* **Texto de origem**:
■ ■ ■ ■

A importância da mulher na
produção da Região de Vitória da Conquista vem sendo há muito observada,
justificando a investida sob variados aspectos, não só como objeto de
investigação e propagação prioritária mas como instrumento de contestação de teorias
predominantes sobre o desenvolvimento e, acima de tudo, como experiências que
trazem em si grande potencial para geração de emprego e renda. A ênfase em
histórias de vida da mulher conquistense, em especial as que viveram o século
XX, põe em cheque a caracterização de várias regiões brasileiras como
atrasadas, inferiores, como prevê a concepção de desenvolvimento disseminada
entre nós, típica do pensamento ocidental.
A mulher a que se refere,
genericamente, são mulheres que tiveram grande quantidade de filhos e que pela
ausência de seus maridos (morte ou migração) assumiram o comando da família,
sendo verdadeiras economistas, apesar de semianalfabetas. Com parcos recursos
conseguiram encaminhar todos os filhos, garantindo uma dieta mais ou menos qualificada.
Com astúcia e determinação, atribuíram papéis aos filhos mais velhos,
conseguindo preparar para a vida toda uma legião de homens e mulheres. Foram
duras quando necessário sem titubear em suas empreitadas disseminando um estilo
de vida (ainda que por obrigação) inquestionavelmente sustentável. O que hoje é
propagado como ideal na utilização dos recursos, por exemplo, elas já punham em
prática há muito. O consumo é (ou foi) limitado, recorrendo a certos bens e
serviços apenas quando extremamente necessários. O ato de economizar e
reutilizar água, de reaproveitar a gordura e a nata do leite para fabricação de
sabão e manteiga, só para se ter uma ideia, são ações que fizeram parte de seus
cotidianos.

■ ■ ■ ■

* **Dados fornecidos**:
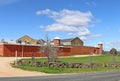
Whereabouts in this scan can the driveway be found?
[0,57,48,77]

■ ■ ■ ■

No texto sobre a mulher conquistense, o que levou essas mulheres a assumir o comando da família?

* **Espaço de resposta**:
A ausência dos maridos, por morte ou migração.